Extract every record, exactly as written, and ignore the pictures.

RECORDS FOR THE EXERCISE ▸
━━━━━━━━━━
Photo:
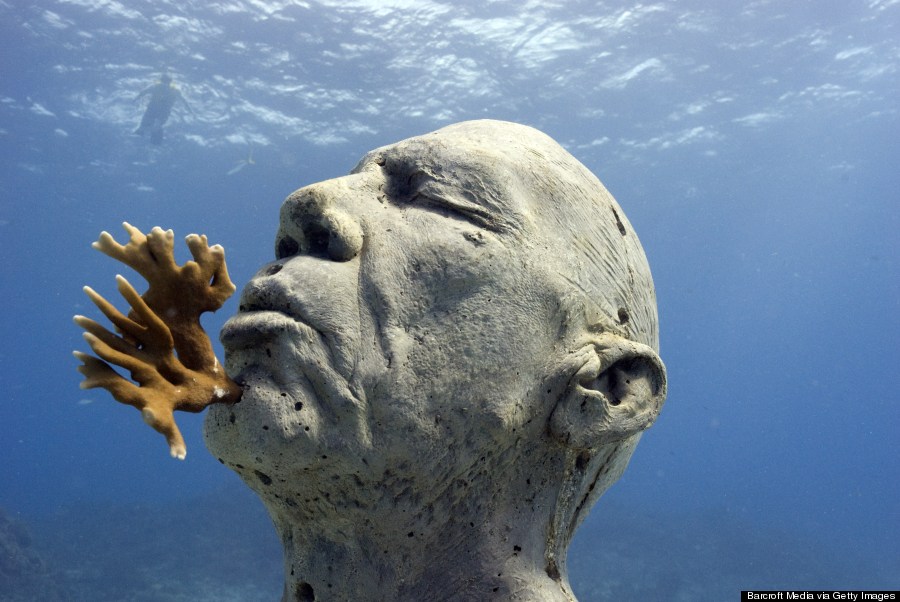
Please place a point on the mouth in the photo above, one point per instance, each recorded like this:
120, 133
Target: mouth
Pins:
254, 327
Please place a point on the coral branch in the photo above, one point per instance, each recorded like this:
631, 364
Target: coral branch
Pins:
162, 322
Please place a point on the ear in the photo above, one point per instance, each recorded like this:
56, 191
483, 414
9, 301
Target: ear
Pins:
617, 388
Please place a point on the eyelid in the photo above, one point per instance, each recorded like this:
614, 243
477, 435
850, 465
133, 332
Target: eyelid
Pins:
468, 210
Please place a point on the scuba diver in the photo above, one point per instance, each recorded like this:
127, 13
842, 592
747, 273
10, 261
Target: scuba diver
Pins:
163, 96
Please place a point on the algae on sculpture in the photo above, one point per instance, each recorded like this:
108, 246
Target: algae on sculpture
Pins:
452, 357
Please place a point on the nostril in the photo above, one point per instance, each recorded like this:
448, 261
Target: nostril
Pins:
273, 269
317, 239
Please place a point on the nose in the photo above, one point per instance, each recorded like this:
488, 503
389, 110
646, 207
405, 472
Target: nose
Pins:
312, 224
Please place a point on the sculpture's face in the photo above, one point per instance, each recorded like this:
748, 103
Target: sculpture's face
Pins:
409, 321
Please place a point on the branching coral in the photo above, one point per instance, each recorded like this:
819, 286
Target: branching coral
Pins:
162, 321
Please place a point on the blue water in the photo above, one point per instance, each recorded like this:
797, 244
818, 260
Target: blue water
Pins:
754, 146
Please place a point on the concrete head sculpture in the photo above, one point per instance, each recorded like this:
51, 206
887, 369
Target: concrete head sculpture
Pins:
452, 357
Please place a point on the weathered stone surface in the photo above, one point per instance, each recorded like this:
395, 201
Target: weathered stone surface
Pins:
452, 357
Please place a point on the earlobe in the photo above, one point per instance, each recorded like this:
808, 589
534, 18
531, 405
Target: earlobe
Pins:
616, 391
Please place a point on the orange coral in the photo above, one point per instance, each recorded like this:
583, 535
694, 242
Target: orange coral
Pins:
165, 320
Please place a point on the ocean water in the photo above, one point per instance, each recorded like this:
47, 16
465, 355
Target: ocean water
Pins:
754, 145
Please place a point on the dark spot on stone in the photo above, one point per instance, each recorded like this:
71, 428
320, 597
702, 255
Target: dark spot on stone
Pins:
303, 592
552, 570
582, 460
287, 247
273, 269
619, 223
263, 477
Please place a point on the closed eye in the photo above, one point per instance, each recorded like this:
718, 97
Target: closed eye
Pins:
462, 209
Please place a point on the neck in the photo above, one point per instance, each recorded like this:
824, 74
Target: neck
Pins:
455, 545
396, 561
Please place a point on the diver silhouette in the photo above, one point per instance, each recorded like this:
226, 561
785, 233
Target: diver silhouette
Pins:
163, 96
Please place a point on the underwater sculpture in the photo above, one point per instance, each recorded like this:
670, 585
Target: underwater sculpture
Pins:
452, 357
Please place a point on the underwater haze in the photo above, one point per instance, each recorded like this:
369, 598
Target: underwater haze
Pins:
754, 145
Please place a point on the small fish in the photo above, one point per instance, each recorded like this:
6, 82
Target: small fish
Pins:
━━━━━━━━━━
FINISHED EXERCISE ▸
Photo:
Please place a point on the mouth in the photo above, one point per instance, each recorded like this:
120, 133
Target: mouth
Pins:
254, 327
Please place a point on the coral branch in the photo above, one point per instance, each recorded like this:
631, 364
Target: coral branch
Pins:
162, 322
Please place a point on the ear in the photo above, one point per instance, each recorded like this:
56, 191
483, 414
9, 301
Target: ear
Pins:
617, 388
Please place a point on the eyelid in the photo above, one point per instance, each recorded like this:
614, 243
477, 435
850, 465
133, 332
Target: eyelid
Pins:
468, 210
Please place a point on the scuba diver in the photo above, one point per instance, each recorded like this:
127, 13
842, 592
747, 273
10, 261
Target: scuba diver
Pins:
163, 96
Please place a point on the algae on sculpture in the photo above, one point per instance, each recorded like this:
108, 246
Target: algae on sculpture
Pins:
452, 357
Please place a point on the nostril in the photo above, one point per instance, each recorded like this:
448, 261
Target: nostril
Pins:
273, 269
317, 239
Please place a point on the nose in the photo above, one point per instance, each recorded like this:
488, 503
389, 110
646, 207
405, 472
Target: nose
Pins:
312, 224
Please place a point on the sculpture's face in the photo above, one point per instance, each recorded like this:
748, 103
Target: sculpture's face
Pins:
409, 321
Please place a point on the branching coral in the photo above, one point per instance, each recorded like this:
819, 286
Target: branching coral
Pins:
162, 321
Please place a point on the blue water in the photo above, one point per instance, each recorded like this:
797, 244
818, 260
Target: blue water
Pins:
754, 146
Please place a point on the concrete head sculpture in the photo above, one point per instance, each recorded like this:
51, 206
887, 369
Target: concrete head sculpture
Pins:
452, 357
Please place a point on the weathered stone surface in the photo above, one point per instance, each recorded like this:
395, 201
Target: weathered stone surface
Pins:
452, 357
Please place a point on the earlobe in the photo above, one point per instance, each recorded like this:
808, 589
534, 18
531, 405
Target: earlobe
Pins:
616, 391
Please place a point on the orange coral in the photo above, one point per instance, each recorded like this:
583, 535
694, 242
Target: orange coral
Pins:
165, 320
Please place a point on the ocean water in the photo above, one point per instance, each recorded like this:
47, 16
465, 355
Target: ocean water
Pins:
754, 145
Please place a point on the dark spot on stone in the photo above, one point per instance, each recorded like this:
71, 428
320, 597
702, 255
Target: dark spot on stone
Pins:
303, 592
552, 570
582, 460
287, 247
273, 269
619, 223
263, 477
Please place a point on the closed eye in the photo above, one point per instance, each recorded like this:
718, 97
Target: closed eye
Pins:
462, 209
Please place a point on the neck in the photo above, one point per instance, each recorded like this:
824, 74
Target: neck
Pins:
455, 545
396, 561
Please place a point on the diver silhouette in the photo above, one point per instance, each recorded like this:
226, 561
785, 233
Target: diver silhouette
Pins:
163, 96
Please place a point on the underwater sculpture in the photo above, one point per instance, each recorded like this:
670, 585
Target: underwater sculpture
Pins:
452, 357
Please place a point on the underwater haze in the photo above, one point per instance, each recorded like this:
369, 598
Target: underwater haze
Pins:
754, 145
Please place a point on the small fish in the photo above, one point per instance, each recorded like this:
6, 82
Target: small fish
Pins:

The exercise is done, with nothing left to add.